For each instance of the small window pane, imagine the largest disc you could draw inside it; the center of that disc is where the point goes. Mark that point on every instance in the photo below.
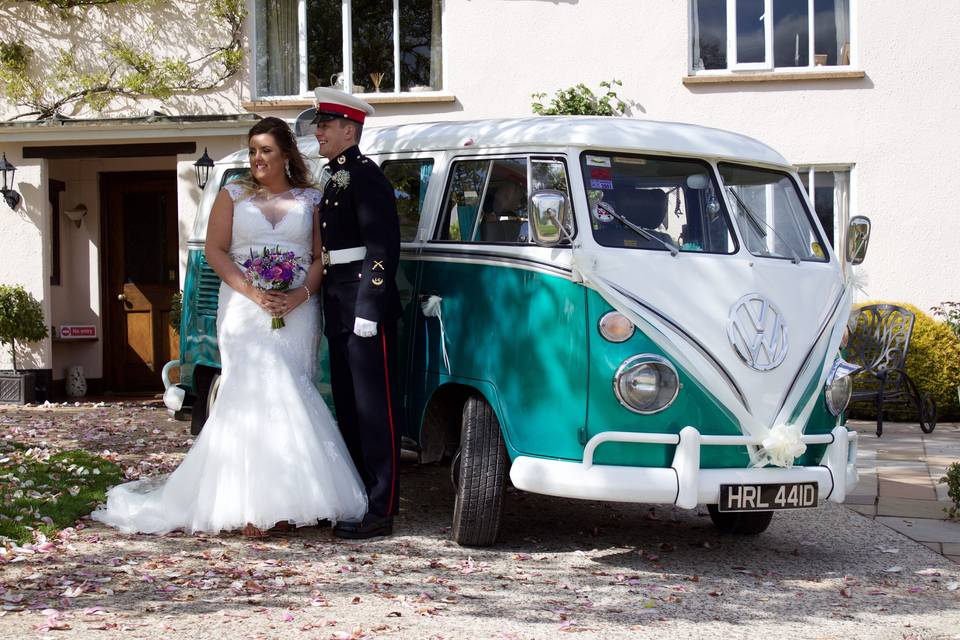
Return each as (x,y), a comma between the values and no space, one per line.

...

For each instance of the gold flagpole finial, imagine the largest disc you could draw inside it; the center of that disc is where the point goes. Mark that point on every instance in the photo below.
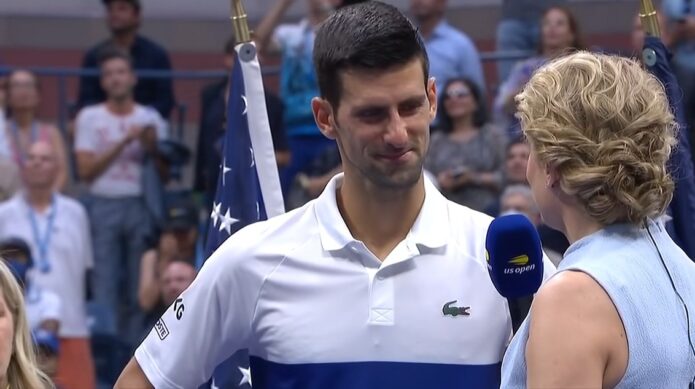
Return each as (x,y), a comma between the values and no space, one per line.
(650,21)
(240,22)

---

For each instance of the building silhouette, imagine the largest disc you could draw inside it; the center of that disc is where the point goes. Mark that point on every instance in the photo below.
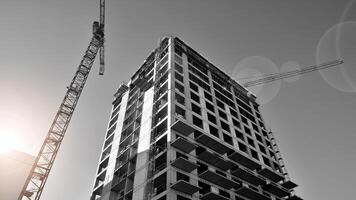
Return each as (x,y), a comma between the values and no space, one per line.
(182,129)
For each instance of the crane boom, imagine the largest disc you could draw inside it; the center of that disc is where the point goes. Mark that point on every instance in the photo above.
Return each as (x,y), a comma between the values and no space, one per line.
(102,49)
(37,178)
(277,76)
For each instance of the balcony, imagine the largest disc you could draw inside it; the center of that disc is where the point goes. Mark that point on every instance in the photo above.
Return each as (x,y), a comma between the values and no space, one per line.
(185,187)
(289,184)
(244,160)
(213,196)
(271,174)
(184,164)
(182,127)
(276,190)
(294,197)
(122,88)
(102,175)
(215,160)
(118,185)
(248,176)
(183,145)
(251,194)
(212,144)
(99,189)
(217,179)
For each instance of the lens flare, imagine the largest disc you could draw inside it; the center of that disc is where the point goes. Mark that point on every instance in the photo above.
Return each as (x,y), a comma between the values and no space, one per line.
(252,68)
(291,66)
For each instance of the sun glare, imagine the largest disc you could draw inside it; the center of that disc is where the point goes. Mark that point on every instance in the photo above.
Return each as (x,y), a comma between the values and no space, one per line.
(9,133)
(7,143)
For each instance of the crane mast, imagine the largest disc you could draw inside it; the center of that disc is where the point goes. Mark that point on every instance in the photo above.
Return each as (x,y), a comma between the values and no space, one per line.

Your instructions
From the entries, copy out each line containing the word "disc".

Response area
For each instance of the small window pane, imagine the largest disc you could draw inside it; the center of that disc is where the point goes. Mark that point on every instance in the photo below.
For each instance of the gold flagpole finial, imagine the largest disc you could draw inside it; the center of that disc is where the point goes. Mark that point on every instance in the photo below.
For each instance of the building silhouette, imagine the largest disc you could draw inside it; the center of that disc is where the point goes. Mark that point on every instance in the photo below.
For each instance of the crane boom, imagine the largest disc you could draw inside it; the center of that disc is where the point goes. Mark that point on every instance in the photo above.
For each instance of the balcony, imagine the largest disc you could draw inside it; the center of that disc is where the point goes. Mark that point on every instance in the photo above.
For each instance of the lens flare, imagine the largest disc you could draw inside it; the center of that disc is where the point goes. Mark that point on every instance in the photo above.
For each instance of the sun glare, imagine the largest disc you could draw inside it; the center of that disc is where the point goes. Mark that point on every instance in the photo above.
For each instance of the crane mast, imagine the largest disc you could draw inside it; the center of that disc is where the point goes. Mark that point on every instance in the photo above.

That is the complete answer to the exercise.